Y es que Roque, una vez que murieron sus padres y se deshizo de todos sus enseres, que no eran pocos, se echó a los caminos de la Peregrinación, desde Montpellier, su cuna, hasta Roma, su destino cristiano. Ya el hecho de elegir la profesión del peregrinaje es signo de emprender el camino hacia lo trascendente, y eso siempre merece respeto. Pero este Roque se topó por los caminos con el inconveniente de la peste: gestes arrastrándose, personas pudriéndose fuera de las ciudades, dentro de las ciudades, personas condenadas a una muerte inevitable. Y se dedicó a ellos. ¿Para qué tanto apremio en llegar a Roma si el camino está sembrado de muertos?
Terminó contagiado. Y, para no contagiar, dejó los caminos previstos y se encaminó hacia la montaña, evidentemente para morir. Lo que no ocurrió. Y no ocurrió porque apareció en escena el perro. Todos los días un perro, de casa de rico, robaba un pan de la mesa del amo y trotaba, monte arriba, para llevárselo al escondido. Hasta que el dueño sospechó y siguió los pasos del animal. Contempló el espectáculo. Contempló las llagas de Roque, se compadeció, lo hizo llevar hasta su casa, y lo curó. Escena que me suena, pues un cuervo también se empeñaba en robar pan, donde fuera, para volar hasta la cueva donde se encontraba el anacoreta San Antonio, para alimentarlo.
Por equivocación lo hicieron preso cuando se encaminaba a su lugar de nacimiento, Montpellier, por creerlo espía. Cinco años duró en prisión. De vuelta a la libertad, continuó por las calles, socorriendo a cuanto se le presentaba. Solamente cuando murió, los de Montpellier, al observar la cruz de su padre que siempre llevaba al pecho, lo reconocieron: era hijo del gobernador, aquel que lo dejó huérfano a temprana edad y que luego se dedicó a peregrinar por los caminos de la peste. Y comenzaron a venerarlo, hasta hoy.
Pues bien, pocos santos tan populares como éste. Yo me lo conseguí sin querer, habitando ya la casa que habito, una casa que, al estar él, parecía no admitir ya contaminación. Y ahí permanece, en su hornacina, en la sala, el perro a su lado, protegiendo al apestado e intentando protegernos.
Cuando alguien llega a mi casa, siempre lo reconocen:
- ¿Eres devoto de San Roque?
- Pues, no lo sé. Ya estaba aquí cuando la compré. Yo creo que él es devoto mío, quiero decir, que sigue siendo él quien marca mi peregrinaje.

■ ■ ■ ■ ■

*Enunciado del ejercicio*
Enumera, por favor, todas las acciones que el texto sobre San Roque atribuye al dueño del perro, en el orden en que aparecen.

*Material proporcionado*
■ ■ ■ ■ ■

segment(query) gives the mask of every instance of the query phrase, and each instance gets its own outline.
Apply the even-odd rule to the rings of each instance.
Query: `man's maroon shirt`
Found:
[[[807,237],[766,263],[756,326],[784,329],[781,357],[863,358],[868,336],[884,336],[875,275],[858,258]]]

■ ■ ■ ■ ■

*Solución del problema*
1. Sospechó.
2. Siguió los pasos del animal.
3. Contempló el espectáculo.
4. Contempló las llagas de Roque.
5. Se compadeció.
6. Lo hizo llevar hasta su casa.
7. Lo curó.